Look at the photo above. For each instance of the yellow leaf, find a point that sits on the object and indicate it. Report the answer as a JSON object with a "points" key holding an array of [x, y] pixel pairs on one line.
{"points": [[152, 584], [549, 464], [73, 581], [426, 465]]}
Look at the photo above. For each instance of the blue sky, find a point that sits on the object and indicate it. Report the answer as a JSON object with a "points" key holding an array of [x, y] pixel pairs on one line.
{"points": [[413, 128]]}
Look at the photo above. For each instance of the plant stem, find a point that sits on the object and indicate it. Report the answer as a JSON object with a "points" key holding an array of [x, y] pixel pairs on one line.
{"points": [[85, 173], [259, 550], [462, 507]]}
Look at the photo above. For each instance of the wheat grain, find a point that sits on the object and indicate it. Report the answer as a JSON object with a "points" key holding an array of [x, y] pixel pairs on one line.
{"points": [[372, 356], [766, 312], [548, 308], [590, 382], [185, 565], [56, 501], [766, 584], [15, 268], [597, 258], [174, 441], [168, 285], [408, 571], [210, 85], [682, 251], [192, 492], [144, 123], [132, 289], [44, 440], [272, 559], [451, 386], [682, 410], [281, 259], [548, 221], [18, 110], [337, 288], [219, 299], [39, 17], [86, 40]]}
========================================
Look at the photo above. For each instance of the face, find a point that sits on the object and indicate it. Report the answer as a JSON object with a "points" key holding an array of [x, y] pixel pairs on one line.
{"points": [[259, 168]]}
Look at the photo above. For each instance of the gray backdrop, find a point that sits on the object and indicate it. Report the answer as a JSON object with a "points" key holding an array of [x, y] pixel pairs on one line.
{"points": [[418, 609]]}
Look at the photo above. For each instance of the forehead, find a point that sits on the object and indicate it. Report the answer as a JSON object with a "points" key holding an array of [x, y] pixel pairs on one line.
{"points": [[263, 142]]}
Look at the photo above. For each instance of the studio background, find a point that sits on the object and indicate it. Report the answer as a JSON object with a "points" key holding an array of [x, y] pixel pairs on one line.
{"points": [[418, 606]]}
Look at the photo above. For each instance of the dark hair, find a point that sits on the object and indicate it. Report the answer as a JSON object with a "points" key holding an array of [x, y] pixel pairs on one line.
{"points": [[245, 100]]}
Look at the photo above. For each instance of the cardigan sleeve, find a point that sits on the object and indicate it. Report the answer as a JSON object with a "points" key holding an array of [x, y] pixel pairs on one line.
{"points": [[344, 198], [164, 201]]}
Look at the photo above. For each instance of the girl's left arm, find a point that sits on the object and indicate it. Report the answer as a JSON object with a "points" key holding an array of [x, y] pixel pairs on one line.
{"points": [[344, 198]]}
========================================
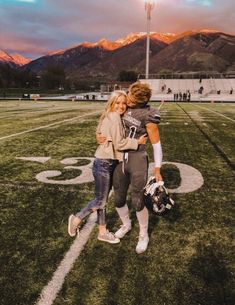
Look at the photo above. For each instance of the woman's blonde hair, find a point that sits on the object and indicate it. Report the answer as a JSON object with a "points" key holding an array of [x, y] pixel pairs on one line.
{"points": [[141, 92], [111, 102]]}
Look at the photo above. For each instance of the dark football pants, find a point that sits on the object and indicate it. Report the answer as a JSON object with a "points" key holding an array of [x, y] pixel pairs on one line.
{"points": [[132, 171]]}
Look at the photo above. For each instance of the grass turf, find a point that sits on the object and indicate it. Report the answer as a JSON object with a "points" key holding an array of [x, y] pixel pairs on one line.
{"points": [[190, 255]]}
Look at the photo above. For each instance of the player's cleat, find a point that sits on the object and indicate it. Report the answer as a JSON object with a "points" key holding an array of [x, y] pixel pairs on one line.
========================================
Copy out every line in the records that contains the word "hair".

Look at the photo above. For each instance of the dark hair, find a point that sits on the object and indicate it. Report the answer as a JSON object with a "points" key holding an array of [x, y] pixel pairs on one line.
Look at the photo above. For each instance of the woman's blonde hair, find a point that sits on the object and indicate it. Report the answer as a JSON object with a "points" key holding an array of [x, y] pixel pairs on one line.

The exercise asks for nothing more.